Kurzer Auftrag 1 →
Gib aus dem Text zur Schuldenbremse weiter unten den Abschnitt zwischen „Teure Rüstung, teure“ und „Subventionen Industriebetriebe anlocken.“ einschließlich wortgetreu zurück.

Die Schuldenbremse ist das Übel der Ampelkoalition, dieser Zeit und dieses Landes

Meinung Das finanzpolitische Rezept der Ampelregierung war anfangs ein pragmatisches – doch dann verpassten SPD, Grüne und FDP dessen dringend notwendige Anpassung. Jetzt hilft höchstens noch Reiner Haseloff
Ausgabe 07/2024
Lockerung der Schuldenbremse? Für Olaf Scholz könnte es schon zu spät sein
Lockerung der Schuldenbremse? Für Olaf Scholz könnte es schon zu spät sein

Foto: Imago/Photothek

Hätte ja klappen können mit der Ampelkoalition – ihr Erfolgsrezept stand im Kleingedruckten des Koalitionsvertrags: Von 2023 an die Vorgaben der Schuldenbremse einhalten, und dennoch investieren – über allerhand Schattenhaushalte, also Kredite etwa der Bahn, der KfW und per Klima- und Transformationsfonds (KTF). So hatten FDP, SPD und Grüne pragmatisch ihre finanzpolitischen Gegensätze gelöst. Als Olaf Scholz nach Russlands Überfall der Ukraine zur großen Aufrüstung blies, stand dieses Modell Pate. „Sondervermögen“ klang ja auch erst mal netter als „Schattenhaushalt“.

Teure Rüstung, teure Energie

Doch jedes Rezept verlangt bisweilen nach Anpassung – je länger der Krieg dauerte, desto deutlicher erkennbar wurde das Ausmaß, das eigene Aufrüstung und zeitgleiche Ausstattung der Ukraine verlangen, desto klarer wurde zudem, was der Verlust des Vorteils günstiger Energie für die hiesige Volkswirtschaft bedeutet – zumal, wenn etwa die USA mit niedrigen Preisen und hohen Subventionen Industriebetriebe anlocken.

Kurzer Auftrag 2 →
Wähle aus den folgenden Einträgen jede Zeile aus, in der das Wort „person“ vorkommt, und übernimm sie unverändert.

Einträge zur Bearbeitung →

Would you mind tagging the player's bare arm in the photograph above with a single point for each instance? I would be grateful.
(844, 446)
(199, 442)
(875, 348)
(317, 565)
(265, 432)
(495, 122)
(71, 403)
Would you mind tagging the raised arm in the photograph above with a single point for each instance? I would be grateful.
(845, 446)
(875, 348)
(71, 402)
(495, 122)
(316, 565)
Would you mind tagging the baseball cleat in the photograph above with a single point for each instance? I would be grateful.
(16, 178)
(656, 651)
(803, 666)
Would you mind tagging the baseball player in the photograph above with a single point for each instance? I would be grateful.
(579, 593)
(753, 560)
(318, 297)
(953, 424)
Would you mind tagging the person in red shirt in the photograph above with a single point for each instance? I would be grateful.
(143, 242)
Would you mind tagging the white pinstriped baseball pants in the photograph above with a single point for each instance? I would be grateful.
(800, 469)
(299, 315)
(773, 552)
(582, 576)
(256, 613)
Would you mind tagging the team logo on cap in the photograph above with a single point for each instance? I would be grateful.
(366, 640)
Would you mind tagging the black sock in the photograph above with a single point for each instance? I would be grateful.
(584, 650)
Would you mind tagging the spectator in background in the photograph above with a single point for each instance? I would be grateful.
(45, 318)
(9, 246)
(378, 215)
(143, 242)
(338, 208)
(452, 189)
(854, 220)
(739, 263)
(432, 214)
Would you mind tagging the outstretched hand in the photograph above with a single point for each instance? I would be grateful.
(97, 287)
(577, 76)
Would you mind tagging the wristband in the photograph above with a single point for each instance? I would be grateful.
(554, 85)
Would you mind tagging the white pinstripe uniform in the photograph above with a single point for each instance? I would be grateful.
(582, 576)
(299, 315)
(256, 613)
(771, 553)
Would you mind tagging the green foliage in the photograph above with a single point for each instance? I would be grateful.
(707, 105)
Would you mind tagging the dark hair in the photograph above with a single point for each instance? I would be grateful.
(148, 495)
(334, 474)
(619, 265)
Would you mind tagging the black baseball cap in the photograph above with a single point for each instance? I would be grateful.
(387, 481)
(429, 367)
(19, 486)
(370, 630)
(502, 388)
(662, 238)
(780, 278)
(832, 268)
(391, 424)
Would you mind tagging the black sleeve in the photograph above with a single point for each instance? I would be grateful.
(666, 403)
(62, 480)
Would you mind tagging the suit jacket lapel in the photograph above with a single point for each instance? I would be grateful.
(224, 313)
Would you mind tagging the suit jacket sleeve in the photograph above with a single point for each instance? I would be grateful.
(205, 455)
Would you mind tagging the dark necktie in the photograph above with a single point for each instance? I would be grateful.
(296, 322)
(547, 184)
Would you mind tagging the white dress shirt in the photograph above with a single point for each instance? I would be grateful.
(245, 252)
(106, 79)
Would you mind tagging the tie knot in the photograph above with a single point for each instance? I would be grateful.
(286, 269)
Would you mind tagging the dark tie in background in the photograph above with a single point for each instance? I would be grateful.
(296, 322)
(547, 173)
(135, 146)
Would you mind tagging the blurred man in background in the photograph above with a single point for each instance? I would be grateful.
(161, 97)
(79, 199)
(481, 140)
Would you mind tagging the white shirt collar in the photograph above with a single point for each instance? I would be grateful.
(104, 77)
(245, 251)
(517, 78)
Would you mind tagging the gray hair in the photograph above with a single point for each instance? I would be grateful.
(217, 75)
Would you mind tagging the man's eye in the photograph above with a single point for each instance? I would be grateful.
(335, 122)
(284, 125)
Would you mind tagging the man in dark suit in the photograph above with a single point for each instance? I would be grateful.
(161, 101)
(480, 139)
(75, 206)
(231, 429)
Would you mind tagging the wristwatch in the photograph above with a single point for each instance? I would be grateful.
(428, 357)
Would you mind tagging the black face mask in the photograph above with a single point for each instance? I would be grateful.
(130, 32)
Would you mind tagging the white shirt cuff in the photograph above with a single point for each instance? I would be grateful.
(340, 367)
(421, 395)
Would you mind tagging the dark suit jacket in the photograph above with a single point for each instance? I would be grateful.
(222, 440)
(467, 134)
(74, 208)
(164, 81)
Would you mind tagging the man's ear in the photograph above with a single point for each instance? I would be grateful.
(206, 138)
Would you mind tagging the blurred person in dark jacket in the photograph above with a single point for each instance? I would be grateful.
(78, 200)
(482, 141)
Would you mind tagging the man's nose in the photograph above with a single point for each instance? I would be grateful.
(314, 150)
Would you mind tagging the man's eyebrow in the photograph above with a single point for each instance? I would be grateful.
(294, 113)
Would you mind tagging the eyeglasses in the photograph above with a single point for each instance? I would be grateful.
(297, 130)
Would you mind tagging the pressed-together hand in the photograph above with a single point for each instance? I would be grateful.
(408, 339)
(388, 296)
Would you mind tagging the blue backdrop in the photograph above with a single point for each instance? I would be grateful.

Vollständige Lösung 1 →
Teure Rüstung, teure Energie

Doch jedes Rezept verlangt bisweilen nach Anpassung – je länger der Krieg dauerte, desto deutlicher erkennbar wurde das Ausmaß, das eigene Aufrüstung und zeitgleiche Ausstattung der Ukraine verlangen, desto klarer wurde zudem, was der Verlust des Vorteils günstiger Energie für die hiesige Volkswirtschaft bedeutet – zumal, wenn etwa die USA mit niedrigen Preisen und hohen Subventionen Industriebetriebe anlocken.

Vollständige Lösung 2 →
Would you mind tagging the person in red shirt in the photograph above with a single point for each instance? I would be grateful.
Would you mind tagging the blurred person in dark jacket in the photograph above with a single point for each instance? I would be grateful.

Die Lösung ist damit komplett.